TASK BRIEF >> If a line in the data below holds the word "fence", copy it.
**** INFORMATION
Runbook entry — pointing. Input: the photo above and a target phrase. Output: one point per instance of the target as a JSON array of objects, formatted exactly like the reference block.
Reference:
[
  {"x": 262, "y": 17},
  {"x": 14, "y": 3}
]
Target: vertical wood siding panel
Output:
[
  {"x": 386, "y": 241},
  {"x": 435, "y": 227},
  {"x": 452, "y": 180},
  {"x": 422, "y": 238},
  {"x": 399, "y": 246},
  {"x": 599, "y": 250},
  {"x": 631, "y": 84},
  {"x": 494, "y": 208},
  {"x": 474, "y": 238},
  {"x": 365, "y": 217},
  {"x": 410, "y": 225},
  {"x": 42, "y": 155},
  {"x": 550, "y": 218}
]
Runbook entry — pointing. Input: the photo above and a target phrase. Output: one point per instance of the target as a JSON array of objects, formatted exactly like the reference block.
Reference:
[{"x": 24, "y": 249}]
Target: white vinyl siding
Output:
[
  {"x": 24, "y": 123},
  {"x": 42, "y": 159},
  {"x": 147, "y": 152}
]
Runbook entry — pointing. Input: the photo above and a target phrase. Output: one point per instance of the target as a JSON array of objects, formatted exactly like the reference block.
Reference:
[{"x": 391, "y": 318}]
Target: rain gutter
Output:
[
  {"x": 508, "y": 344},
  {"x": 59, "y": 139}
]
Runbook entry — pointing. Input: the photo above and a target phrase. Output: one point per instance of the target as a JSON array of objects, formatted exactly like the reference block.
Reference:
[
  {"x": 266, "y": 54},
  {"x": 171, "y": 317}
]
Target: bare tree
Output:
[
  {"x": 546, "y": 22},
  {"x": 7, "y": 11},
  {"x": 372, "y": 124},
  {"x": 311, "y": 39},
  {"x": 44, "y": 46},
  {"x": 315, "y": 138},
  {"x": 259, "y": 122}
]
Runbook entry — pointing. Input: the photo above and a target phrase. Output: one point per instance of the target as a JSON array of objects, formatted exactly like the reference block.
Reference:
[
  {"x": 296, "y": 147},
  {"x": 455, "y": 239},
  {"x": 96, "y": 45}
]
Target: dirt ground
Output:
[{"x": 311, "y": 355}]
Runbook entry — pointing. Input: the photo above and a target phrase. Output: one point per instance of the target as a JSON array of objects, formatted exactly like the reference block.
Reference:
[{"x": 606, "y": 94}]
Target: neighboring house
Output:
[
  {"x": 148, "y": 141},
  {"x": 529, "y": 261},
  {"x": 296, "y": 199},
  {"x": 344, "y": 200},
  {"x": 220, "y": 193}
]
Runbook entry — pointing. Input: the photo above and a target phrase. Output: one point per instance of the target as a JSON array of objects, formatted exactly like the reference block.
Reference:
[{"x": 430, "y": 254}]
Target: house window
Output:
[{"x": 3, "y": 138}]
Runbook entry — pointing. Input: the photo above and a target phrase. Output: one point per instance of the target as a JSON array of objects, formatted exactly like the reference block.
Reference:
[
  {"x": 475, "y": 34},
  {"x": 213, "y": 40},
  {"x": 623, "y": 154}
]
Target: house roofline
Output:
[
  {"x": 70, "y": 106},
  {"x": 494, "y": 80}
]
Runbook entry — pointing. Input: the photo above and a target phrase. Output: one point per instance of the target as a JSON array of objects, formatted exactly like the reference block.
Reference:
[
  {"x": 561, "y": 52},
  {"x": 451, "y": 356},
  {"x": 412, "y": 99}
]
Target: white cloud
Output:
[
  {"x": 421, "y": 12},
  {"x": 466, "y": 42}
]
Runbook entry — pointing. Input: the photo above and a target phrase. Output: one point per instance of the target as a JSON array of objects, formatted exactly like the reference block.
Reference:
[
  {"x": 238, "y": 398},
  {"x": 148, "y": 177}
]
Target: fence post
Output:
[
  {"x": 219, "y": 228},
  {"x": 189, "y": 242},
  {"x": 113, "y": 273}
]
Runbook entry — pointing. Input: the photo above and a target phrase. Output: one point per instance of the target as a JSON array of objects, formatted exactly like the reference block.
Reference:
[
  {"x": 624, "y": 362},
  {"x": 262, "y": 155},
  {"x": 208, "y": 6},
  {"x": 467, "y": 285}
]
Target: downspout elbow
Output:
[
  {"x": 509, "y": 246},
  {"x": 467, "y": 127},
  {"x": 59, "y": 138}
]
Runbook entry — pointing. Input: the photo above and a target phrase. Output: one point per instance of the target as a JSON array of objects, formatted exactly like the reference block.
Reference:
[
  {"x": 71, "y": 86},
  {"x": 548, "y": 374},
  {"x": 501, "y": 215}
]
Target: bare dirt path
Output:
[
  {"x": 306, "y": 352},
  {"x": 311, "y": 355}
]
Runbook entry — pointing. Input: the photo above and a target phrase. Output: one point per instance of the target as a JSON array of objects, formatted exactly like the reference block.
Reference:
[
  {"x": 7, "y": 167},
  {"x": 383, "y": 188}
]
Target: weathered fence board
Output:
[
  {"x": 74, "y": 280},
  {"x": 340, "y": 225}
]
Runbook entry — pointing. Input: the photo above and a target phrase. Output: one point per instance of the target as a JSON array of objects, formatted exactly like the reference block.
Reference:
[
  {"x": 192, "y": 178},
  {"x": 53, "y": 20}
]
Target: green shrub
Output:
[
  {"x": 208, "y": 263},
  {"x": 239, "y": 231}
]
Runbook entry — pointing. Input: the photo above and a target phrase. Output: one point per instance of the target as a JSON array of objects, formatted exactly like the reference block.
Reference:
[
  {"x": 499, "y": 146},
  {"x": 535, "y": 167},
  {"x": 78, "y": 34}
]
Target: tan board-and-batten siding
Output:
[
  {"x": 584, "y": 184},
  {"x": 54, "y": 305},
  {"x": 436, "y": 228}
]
********
OUTPUT BELOW >>
Target: fence post
Target: weathered fence board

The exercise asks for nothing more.